** Selected text **
[Start of section]
Wednesday 25 February 2009

The UKRDS Final Report

I have just discovered that the executive summary of the UKRDS Final Report has been published on their website. This summary reports an overall estimated savings delivered by a scale-up UKRDS service over a period of five years to be the financial equivalent of 63.5 FTEs . 


The report also offers the following 2 key recommendations:

1.     That a UKRDS is feasible and should be considered for funding over a period of at least 5 years;
2.     That in the first instance a 2-year Pathfinder phase should be funded at a cost of £5.31m.

The International Conference on the UKRDS tomorrow will certainly be a worthwhile and highly stimulating event.  

Friday 20 February 2009

A new Oxford project: BRII


The
Building the Research Information Infrastructure (BRII) is an innovative JISC funded project led by Sally Rumsey and Anne Bowtel that will make use of semantic web technologies to harvest data about research activity from existing sources in Oxford to re-use them in novel ways as well as to make them available to others. 


The data about research activity is also known as research management data (not research data!). Cecilia Loureiro-Koechlin, BRII Project Analyst, explains very effectively what these data are in her recent blog post. The BRII team will use existing data sources like the Oxford Research Archive or the Medical Science Division website, organize the data using RDF ontologies/taxonomies and develop APIs and web services that can enable the re-use of the data for other purposes.
   
Linking information like this about researchers' fields of expertise, projects, publications, roles, groups, collaborators, etc  has the the potential to impact how scholars identify their peers in particular areas and could empower them to establish new multi-disciplinary relationships which in some cases may help attract funding.
[End of section]
** Work instruction 1 **
Write out the part of the blog posts that begins at the words "A new Oxford" and stops after "for other purposes.".
** Work instruction 2 **
Answer these questions from the blog posts:
(a) How much would the first 2-year Pathfinder phase cost to fund?
(b) Who leads the BRII project?
(c) What is Cecilia Loureiro-Koechlin's role on the project?
** Work instruction 3 **
Carry on the blog posts from where they stop.

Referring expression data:
[Start of section]
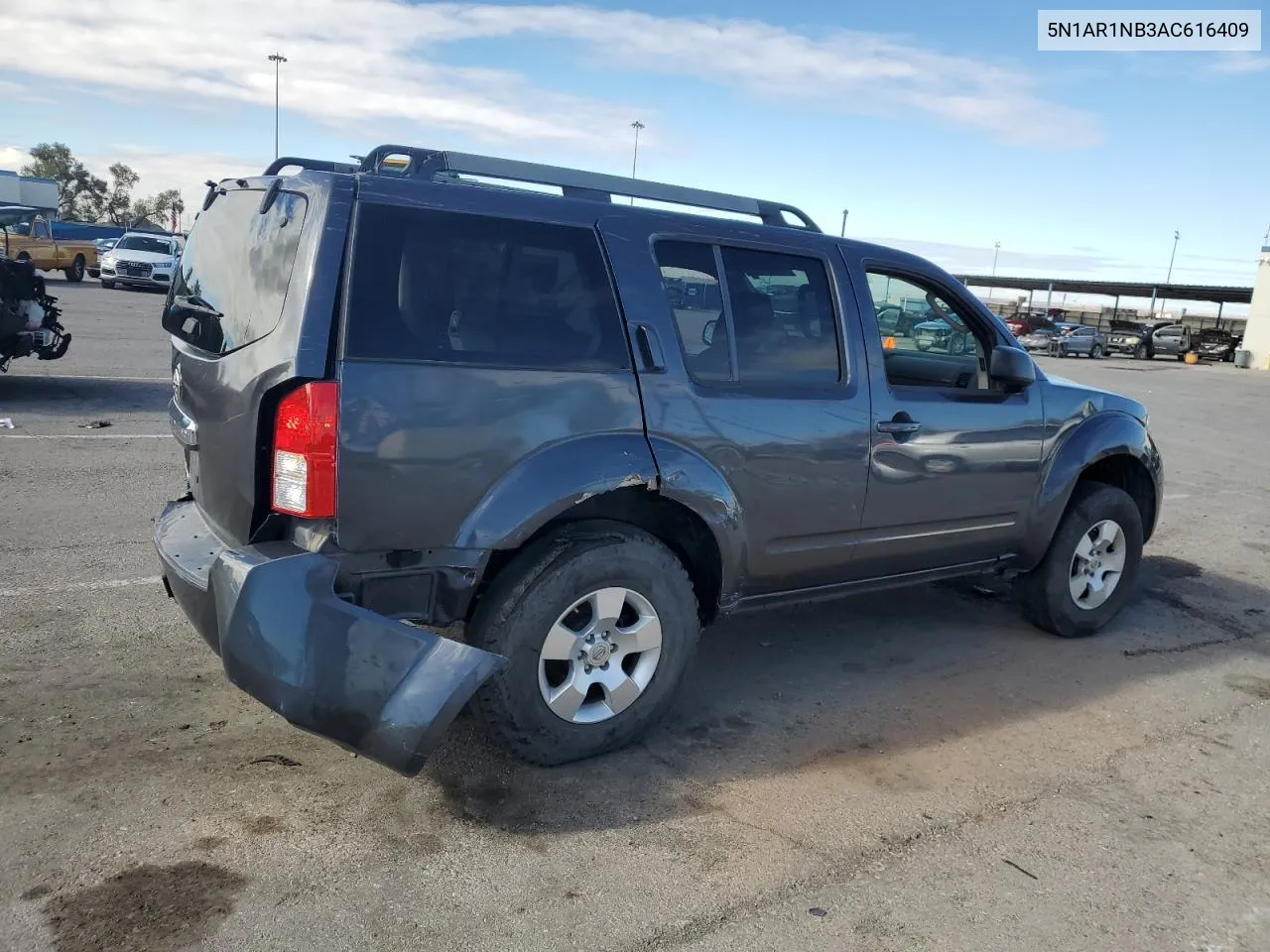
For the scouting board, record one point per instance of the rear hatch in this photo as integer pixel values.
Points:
(250, 315)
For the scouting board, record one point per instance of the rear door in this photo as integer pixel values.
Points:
(249, 312)
(754, 367)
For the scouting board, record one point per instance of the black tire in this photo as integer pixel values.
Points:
(527, 598)
(1044, 594)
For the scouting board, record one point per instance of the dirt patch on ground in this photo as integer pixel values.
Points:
(145, 909)
(1250, 684)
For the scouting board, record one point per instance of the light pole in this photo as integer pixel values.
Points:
(277, 60)
(1170, 276)
(635, 126)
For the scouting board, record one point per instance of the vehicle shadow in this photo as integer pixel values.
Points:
(77, 397)
(781, 690)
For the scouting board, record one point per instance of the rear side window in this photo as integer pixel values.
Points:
(779, 326)
(466, 289)
(235, 270)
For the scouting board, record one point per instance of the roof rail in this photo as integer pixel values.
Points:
(316, 164)
(409, 162)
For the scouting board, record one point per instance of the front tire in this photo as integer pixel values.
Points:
(1091, 566)
(598, 624)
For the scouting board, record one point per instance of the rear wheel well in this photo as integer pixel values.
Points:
(1128, 474)
(672, 524)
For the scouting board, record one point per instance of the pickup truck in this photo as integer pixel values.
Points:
(31, 238)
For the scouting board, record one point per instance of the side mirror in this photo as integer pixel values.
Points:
(1011, 366)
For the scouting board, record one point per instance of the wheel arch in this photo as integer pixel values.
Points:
(1110, 447)
(683, 500)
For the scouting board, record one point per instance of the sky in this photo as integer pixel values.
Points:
(939, 127)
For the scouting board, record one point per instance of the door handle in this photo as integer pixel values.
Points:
(649, 348)
(899, 426)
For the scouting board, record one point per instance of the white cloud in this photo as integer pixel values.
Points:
(357, 60)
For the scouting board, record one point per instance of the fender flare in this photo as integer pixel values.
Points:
(1087, 442)
(562, 475)
(556, 477)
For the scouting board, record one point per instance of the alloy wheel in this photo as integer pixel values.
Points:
(599, 655)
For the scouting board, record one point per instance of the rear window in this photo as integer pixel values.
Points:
(476, 290)
(235, 268)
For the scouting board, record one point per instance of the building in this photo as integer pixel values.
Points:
(1256, 333)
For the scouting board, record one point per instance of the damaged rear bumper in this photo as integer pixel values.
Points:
(372, 684)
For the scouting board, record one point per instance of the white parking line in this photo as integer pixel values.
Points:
(89, 376)
(82, 587)
(86, 435)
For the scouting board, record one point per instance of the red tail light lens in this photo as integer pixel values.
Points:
(304, 451)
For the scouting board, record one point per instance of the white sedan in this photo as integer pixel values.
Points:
(141, 261)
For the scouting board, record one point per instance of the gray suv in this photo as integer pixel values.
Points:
(414, 394)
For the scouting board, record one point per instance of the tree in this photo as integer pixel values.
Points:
(81, 194)
(162, 208)
(118, 202)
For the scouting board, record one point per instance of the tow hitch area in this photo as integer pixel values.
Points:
(372, 684)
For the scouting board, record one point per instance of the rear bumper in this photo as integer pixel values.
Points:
(372, 684)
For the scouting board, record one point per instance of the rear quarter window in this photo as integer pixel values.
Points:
(236, 263)
(477, 290)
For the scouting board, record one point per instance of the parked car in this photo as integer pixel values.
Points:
(1080, 339)
(103, 245)
(141, 261)
(407, 403)
(1023, 324)
(1039, 339)
(1216, 345)
(1148, 340)
(940, 334)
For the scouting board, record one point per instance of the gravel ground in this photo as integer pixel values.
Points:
(915, 770)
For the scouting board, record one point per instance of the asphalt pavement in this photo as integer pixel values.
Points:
(912, 770)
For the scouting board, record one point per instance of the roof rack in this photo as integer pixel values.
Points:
(314, 164)
(408, 162)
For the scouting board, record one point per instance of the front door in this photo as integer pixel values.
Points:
(955, 458)
(758, 384)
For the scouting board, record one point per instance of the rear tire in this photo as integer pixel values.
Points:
(534, 597)
(1047, 593)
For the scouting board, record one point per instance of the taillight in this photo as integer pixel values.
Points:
(304, 451)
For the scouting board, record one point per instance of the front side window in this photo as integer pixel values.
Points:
(467, 289)
(779, 326)
(935, 345)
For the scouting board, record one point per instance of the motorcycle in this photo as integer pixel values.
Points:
(28, 316)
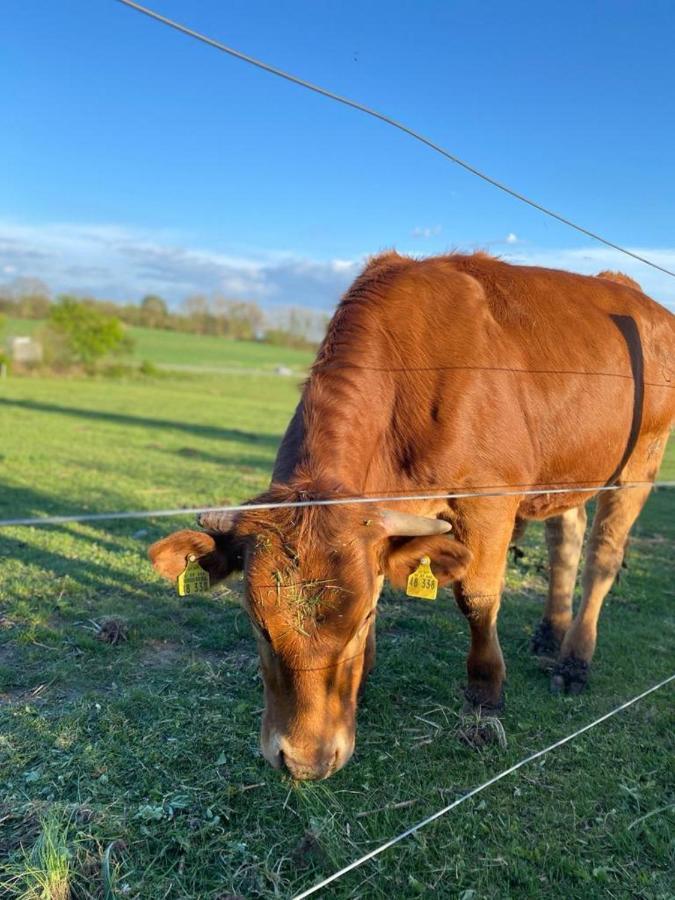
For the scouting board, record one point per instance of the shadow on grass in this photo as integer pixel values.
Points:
(194, 428)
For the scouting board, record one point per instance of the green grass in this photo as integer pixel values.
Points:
(146, 751)
(194, 351)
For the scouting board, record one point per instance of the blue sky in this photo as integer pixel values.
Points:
(134, 159)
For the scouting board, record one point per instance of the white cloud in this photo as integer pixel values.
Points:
(123, 263)
(426, 232)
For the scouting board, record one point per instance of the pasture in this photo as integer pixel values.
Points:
(193, 352)
(147, 747)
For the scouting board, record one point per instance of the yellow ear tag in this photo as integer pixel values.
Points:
(193, 579)
(422, 582)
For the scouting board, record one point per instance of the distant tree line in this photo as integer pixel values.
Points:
(30, 298)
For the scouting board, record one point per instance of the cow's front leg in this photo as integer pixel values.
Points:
(485, 527)
(369, 658)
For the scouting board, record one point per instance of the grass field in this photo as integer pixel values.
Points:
(138, 761)
(194, 351)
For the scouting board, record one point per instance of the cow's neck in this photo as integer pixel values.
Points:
(340, 434)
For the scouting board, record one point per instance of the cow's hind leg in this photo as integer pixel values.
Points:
(616, 512)
(564, 539)
(485, 526)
[End of section]
** Answer 1 **
A new Oxford project: BRII


The
Building the Research Information Infrastructure (BRII) is an innovative JISC funded project led by Sally Rumsey and Anne Bowtel that will make use of semantic web technologies to harvest data about research activity from existing sources in Oxford to re-use them in novel ways as well as to make them available to others. 


The data about research activity is also known as research management data (not research data!). Cecilia Loureiro-Koechlin, BRII Project Analyst, explains very effectively what these data are in her recent blog post. The BRII team will use existing data sources like the Oxford Research Archive or the Medical Science Division website, organize the data using RDF ontologies/taxonomies and develop APIs and web services that can enable the re-use of the data for other purposes.

** Answer 2 **
(a) £5.31m
(b) Sally Rumsey and Anne Bowtel
(c) BRII Project Analyst

** Answer 3 **
I see this project having strong synergies with research data management activities. In a way, research data outputs could be one of the pieces of information that could be linked to their authors, disciplines and publications, improving discoverability as well as providing additional information about the data. Moreover, the interviews I conducted as part of the scoping study revealed researchers' interest to identify who else in the institution handles the same types of data so that they could benefit from their experiences. Therefore, this type of research information infrastructure could help promoting best practice in research data management. One could also foresee, service providers making their existing services explicit in a similar form so that researchers can discover them more easily but this is certainly not within the scope of this project.    

In sum, this is an extremely exciting new initiative and I would highly recommend to keep an eye on the project's blog that will surely produce some stimulating material.